FAQ
Common questions about ZeroEntropy's models, pricing, deployment, and how we fit into a production retrieval stack. For deeper technical references, see the concepts catalog; for symptom-shaped runbooks, see the playbooks.
What is ZeroEntropy?
ZeroEntropy trains specialized small models — rerankers, embeddings, and custom models — for production AI systems. The thesis is that the long-term shape of production AI is a constellation of fine-tuned specialists wrapped around frontier LLMs, not one giant LLM doing everything.
What's a reranker, and why would I use one?
A reranker is a second-stage retrieval model that reorders a candidate set from first-pass retrieval by relevance. It is how production search systems get high precision at the top of the result list without paying full LLM cost on every query — the standard pattern is BM25 or dense retrieval feeding the top 50–200 candidates into a cross-encoder reranker.
What is the difference between an embedding and a reranker?
An embedding is a fixed-size vector that lets you compare two pieces of text by cosine similarity. A reranker is a much heavier model that takes a (query, document) pair as joint input and produces one relevance score. Embeddings are cheap and cacheable for indexing; rerankers are precise but cost more per pair — so production systems use embeddings (or BM25) to fetch and rerankers to order.
Which models does ZeroEntropy offer?
Our current production models are zerank-2 (the reranker) and zembed-1 (the embedding). Both are available via the API; details on benchmarks, latency, and pricing are on the rerankers and embeddings pages.
How does ZeroEntropy compare to OpenAI, Cohere, or Voyage?

*Supplied material:*

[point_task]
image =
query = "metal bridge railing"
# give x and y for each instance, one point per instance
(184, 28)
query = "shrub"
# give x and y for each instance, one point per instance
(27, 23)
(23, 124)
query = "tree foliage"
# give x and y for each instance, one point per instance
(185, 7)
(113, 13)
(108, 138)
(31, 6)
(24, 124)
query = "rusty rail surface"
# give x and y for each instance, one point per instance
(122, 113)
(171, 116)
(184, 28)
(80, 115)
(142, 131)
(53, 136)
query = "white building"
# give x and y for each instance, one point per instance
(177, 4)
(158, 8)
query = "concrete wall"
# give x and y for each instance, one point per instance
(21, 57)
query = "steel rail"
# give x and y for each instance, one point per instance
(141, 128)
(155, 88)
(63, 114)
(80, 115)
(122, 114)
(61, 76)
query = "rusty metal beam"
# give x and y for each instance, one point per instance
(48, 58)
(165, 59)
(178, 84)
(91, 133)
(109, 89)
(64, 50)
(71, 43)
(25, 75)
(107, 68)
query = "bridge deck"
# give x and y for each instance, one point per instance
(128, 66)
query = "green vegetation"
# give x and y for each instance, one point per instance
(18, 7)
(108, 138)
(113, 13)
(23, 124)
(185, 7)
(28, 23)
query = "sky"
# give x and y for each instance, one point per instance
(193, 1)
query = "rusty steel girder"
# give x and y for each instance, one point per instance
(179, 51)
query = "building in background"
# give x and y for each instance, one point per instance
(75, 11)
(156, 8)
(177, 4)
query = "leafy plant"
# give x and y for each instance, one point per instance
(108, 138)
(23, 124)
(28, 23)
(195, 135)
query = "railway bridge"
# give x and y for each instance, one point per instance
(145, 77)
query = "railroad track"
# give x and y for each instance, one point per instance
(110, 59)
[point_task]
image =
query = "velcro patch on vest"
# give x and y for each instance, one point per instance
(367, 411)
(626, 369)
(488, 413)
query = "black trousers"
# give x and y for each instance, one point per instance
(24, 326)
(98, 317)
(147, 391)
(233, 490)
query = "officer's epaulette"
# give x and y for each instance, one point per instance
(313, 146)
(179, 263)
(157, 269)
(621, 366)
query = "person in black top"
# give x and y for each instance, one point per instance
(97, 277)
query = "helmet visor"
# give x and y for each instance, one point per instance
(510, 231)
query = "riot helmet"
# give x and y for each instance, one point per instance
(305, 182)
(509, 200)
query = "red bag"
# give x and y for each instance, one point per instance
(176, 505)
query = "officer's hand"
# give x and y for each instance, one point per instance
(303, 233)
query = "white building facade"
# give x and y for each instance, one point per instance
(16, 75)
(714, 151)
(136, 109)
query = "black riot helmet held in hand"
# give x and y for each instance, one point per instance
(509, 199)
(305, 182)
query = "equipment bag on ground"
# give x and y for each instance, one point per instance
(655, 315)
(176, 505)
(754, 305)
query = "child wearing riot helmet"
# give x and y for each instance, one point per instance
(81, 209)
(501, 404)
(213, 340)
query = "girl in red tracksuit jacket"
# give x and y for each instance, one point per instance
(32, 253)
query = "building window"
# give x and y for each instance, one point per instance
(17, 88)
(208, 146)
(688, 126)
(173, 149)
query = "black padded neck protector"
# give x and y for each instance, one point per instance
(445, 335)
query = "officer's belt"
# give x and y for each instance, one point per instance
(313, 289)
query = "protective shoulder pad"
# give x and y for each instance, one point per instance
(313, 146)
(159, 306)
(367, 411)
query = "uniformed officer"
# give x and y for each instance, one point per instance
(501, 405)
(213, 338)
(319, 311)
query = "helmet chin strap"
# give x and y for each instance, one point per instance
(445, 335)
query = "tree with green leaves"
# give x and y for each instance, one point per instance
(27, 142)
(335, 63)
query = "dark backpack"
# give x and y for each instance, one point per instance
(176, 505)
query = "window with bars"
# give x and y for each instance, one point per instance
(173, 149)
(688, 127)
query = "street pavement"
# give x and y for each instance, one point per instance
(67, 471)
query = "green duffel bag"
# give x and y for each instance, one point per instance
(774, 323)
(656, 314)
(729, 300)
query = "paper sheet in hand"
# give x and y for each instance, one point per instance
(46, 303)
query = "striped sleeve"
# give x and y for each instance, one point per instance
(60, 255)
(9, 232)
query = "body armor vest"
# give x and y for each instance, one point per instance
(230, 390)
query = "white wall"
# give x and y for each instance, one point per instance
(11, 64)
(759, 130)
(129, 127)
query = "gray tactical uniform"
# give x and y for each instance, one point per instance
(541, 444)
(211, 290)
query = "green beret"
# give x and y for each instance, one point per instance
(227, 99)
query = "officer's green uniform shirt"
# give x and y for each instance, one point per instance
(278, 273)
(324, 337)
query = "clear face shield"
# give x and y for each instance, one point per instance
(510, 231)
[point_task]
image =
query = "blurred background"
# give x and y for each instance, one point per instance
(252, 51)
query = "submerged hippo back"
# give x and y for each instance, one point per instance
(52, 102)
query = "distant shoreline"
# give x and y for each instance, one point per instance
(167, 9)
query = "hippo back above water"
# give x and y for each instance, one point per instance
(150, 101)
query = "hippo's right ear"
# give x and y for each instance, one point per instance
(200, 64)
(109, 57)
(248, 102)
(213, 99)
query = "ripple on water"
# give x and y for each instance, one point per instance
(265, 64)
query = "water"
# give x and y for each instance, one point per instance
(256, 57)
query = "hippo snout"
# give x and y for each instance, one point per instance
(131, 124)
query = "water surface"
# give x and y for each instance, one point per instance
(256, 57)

--

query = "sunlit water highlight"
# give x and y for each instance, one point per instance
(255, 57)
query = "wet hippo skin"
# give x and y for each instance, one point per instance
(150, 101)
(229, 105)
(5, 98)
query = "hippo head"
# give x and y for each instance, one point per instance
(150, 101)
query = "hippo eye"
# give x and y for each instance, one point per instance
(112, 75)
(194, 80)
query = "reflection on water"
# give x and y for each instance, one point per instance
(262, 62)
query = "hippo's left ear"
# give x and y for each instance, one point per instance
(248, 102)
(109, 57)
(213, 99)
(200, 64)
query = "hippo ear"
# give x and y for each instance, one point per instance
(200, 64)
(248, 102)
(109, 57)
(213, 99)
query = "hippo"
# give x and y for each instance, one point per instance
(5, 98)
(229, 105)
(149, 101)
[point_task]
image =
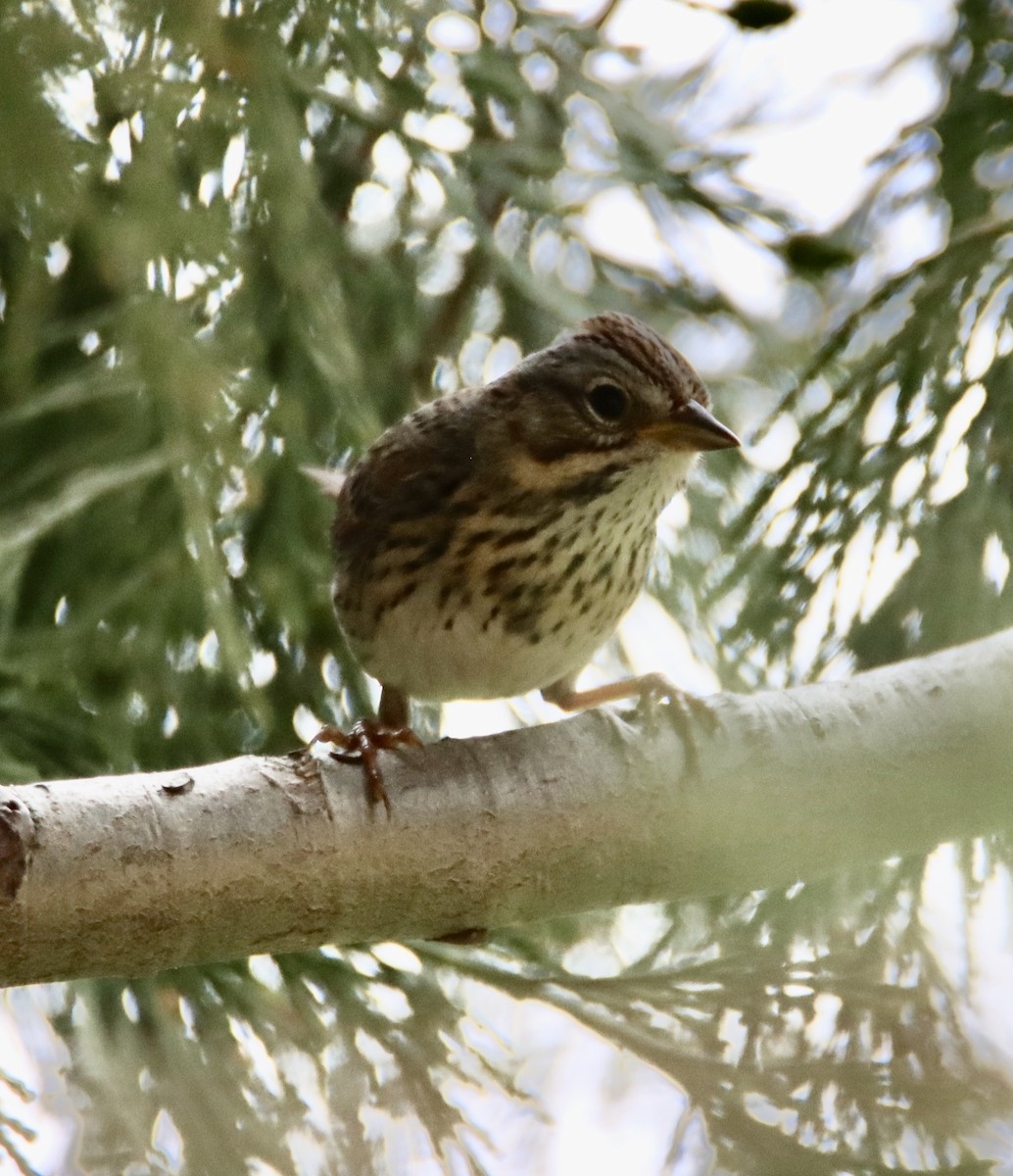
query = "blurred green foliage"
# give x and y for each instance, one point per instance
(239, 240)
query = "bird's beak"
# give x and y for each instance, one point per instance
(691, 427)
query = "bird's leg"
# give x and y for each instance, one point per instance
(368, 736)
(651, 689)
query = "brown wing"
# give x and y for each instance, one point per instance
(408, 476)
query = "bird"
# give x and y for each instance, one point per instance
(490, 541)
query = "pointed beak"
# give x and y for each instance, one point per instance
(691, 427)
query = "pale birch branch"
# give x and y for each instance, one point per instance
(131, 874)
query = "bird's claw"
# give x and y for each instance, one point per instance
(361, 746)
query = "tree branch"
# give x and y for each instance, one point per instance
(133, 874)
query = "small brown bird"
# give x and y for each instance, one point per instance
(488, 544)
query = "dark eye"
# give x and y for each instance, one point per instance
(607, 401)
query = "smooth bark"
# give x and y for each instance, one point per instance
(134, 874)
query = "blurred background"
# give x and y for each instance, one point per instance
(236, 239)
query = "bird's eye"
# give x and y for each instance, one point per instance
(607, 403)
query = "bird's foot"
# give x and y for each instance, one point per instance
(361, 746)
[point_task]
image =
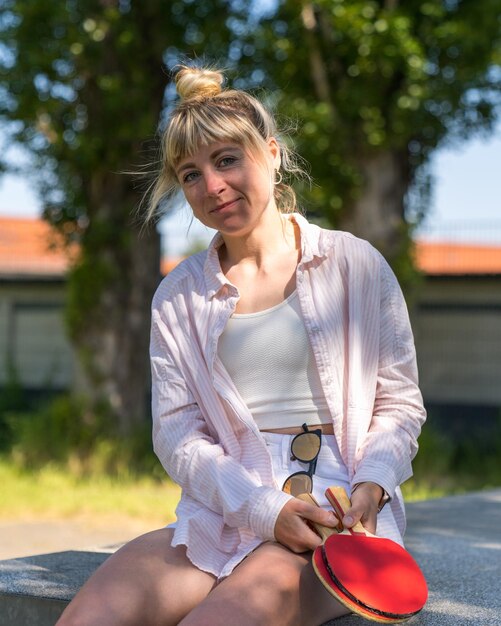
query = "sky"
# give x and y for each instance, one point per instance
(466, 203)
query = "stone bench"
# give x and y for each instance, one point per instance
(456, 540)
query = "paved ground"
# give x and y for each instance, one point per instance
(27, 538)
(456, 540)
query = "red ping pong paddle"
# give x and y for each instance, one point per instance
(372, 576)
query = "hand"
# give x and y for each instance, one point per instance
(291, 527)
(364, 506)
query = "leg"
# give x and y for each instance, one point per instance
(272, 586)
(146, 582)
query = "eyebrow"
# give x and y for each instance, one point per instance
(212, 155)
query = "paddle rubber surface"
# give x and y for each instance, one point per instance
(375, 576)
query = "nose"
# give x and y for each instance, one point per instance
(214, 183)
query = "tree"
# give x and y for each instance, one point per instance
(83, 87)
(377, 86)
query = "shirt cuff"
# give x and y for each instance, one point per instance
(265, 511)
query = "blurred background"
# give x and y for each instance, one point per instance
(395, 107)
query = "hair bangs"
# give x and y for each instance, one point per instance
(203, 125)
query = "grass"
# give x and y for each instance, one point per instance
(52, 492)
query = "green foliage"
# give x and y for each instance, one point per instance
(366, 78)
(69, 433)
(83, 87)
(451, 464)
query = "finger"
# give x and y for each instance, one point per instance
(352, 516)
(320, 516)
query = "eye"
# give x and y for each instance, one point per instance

==

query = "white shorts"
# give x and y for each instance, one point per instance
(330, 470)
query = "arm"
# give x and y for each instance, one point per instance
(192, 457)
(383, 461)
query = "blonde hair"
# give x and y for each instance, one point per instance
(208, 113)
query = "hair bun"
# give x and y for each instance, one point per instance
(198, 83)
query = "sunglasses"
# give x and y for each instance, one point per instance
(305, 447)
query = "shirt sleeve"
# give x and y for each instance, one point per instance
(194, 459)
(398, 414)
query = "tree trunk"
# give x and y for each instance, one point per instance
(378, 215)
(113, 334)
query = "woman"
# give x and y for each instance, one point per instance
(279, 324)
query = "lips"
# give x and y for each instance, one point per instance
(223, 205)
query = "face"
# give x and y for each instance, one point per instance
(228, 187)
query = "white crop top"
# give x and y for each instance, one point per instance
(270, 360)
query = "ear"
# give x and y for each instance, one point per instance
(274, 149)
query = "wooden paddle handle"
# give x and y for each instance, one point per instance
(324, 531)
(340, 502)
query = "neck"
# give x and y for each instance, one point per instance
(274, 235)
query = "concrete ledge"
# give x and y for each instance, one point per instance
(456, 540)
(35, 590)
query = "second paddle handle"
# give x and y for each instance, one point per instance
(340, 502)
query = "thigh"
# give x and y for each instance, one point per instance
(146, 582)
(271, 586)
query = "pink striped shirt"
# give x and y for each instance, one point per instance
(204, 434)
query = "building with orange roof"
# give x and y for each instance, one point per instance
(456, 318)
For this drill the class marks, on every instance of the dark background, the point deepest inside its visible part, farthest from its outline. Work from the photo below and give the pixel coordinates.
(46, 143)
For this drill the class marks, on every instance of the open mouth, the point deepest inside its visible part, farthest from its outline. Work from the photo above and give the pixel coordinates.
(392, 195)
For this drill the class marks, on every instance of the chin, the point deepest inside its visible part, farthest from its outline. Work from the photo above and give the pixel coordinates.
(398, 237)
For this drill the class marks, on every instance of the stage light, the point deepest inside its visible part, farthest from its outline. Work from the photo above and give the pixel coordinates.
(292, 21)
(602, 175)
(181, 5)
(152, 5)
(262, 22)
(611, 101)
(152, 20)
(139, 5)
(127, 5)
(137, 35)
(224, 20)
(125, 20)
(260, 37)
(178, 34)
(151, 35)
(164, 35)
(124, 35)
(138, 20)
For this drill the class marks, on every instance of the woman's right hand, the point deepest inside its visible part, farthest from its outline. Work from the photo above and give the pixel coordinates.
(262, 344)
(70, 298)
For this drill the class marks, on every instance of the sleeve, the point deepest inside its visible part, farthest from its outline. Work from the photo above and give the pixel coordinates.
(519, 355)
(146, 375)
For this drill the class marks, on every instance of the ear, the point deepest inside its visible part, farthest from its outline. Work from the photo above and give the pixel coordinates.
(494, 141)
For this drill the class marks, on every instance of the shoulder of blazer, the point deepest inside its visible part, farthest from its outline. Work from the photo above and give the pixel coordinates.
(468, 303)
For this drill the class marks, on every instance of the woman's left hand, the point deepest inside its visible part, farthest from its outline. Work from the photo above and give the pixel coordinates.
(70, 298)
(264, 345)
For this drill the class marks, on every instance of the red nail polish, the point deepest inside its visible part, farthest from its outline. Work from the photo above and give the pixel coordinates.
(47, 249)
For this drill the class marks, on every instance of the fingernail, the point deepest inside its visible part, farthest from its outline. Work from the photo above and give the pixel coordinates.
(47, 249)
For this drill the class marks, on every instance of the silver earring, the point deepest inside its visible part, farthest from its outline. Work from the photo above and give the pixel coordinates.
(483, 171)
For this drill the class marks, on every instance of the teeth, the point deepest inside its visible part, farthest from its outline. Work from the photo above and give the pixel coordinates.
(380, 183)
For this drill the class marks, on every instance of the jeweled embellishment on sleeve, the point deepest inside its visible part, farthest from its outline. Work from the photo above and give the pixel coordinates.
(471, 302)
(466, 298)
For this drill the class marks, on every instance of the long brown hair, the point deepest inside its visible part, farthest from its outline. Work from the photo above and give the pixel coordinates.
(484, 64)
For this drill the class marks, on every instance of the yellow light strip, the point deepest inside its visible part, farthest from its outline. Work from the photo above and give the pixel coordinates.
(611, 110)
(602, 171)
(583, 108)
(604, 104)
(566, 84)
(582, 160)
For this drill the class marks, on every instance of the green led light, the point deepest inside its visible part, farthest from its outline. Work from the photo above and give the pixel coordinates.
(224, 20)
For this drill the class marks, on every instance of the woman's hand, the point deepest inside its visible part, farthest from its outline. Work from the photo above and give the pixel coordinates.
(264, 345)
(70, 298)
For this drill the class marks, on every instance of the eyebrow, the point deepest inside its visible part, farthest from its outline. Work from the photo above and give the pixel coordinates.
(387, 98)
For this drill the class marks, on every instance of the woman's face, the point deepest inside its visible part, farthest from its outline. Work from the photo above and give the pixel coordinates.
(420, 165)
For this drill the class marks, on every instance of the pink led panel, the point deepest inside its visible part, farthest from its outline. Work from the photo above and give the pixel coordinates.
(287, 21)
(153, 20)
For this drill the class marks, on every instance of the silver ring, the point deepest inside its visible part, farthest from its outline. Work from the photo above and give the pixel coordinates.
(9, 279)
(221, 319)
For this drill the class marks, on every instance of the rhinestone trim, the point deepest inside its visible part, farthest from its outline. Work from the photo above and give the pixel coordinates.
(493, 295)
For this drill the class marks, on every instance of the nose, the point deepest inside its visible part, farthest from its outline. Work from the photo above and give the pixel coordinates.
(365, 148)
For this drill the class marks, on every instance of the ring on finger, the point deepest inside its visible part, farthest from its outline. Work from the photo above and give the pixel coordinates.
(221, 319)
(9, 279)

*What to do:*
A) Write out the ZeroEntropy FAQ word for word, starting at the words "What is ZeroEntropy?" and ending after the words "and a reranker?".
B) List every question heading in the ZeroEntropy FAQ.

*Task-by-task answers:*
A)
What is ZeroEntropy?
ZeroEntropy trains specialized small models — rerankers, embeddings, and custom models — for production AI systems. The thesis is that the long-term shape of production AI is a constellation of fine-tuned specialists wrapped around frontier LLMs, not one giant LLM doing everything.
What's a reranker, and why would I use one?
A reranker is a second-stage retrieval model that reorders a candidate set from first-pass retrieval by relevance. It is how production search systems get high precision at the top of the result list without paying full LLM cost on every query — the standard pattern is BM25 or dense retrieval feeding the top 50–200 candidates into a cross-encoder reranker.
What is the difference between an embedding and a reranker?

B)
- What is ZeroEntropy?
- What's a reranker, and why would I use one?
- What is the difference between an embedding and a reranker?
- Which models does ZeroEntropy offer?
- How does ZeroEntropy compare to OpenAI, Cohere, or Voyage?